═══ LIGNES DE DONNÉES ═══
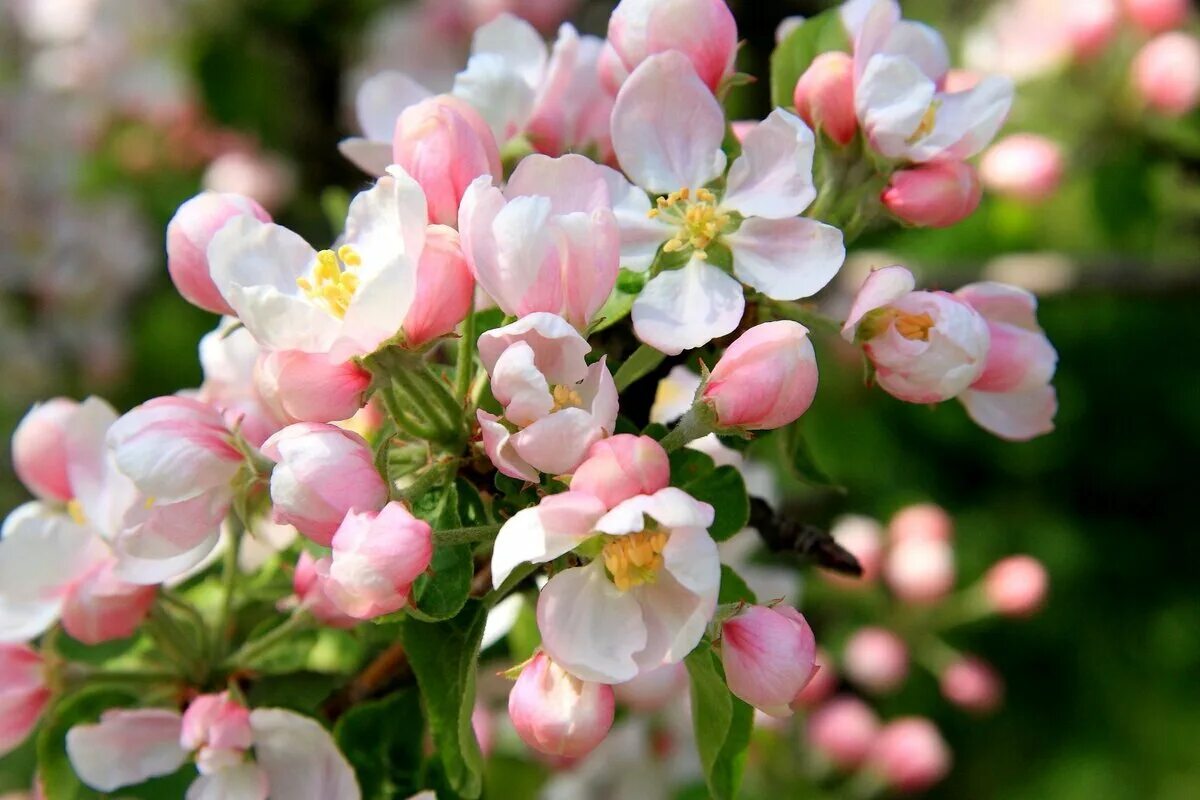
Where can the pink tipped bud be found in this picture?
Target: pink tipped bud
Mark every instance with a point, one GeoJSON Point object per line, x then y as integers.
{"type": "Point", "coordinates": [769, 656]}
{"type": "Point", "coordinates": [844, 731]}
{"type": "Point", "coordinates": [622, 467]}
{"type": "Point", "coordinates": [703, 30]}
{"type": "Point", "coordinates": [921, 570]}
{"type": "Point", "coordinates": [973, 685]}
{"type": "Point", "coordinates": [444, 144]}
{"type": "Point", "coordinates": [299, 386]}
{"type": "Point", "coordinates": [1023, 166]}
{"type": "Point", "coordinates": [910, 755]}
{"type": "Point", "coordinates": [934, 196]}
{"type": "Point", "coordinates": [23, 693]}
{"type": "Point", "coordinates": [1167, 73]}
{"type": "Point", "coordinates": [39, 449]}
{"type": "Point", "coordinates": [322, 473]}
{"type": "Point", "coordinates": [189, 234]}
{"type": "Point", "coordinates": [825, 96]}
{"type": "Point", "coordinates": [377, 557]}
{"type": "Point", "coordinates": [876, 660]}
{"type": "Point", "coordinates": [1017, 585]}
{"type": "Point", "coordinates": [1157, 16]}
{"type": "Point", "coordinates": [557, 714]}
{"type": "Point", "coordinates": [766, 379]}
═══
═══ LIGNES DE DONNÉES ═══
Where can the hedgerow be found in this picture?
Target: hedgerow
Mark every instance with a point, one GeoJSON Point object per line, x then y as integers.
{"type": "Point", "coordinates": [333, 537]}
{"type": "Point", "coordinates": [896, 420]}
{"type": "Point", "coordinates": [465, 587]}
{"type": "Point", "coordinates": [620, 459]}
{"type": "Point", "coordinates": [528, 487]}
═══
* _CONSIGNE_: Montre chaque ligne des données ci-dessus où figure le mot "tipped", en tenant compte des majuscules et des minuscules.

* _RÉPONSE_:
Where can the pink tipped bud be found in this picture?
Target: pink tipped bud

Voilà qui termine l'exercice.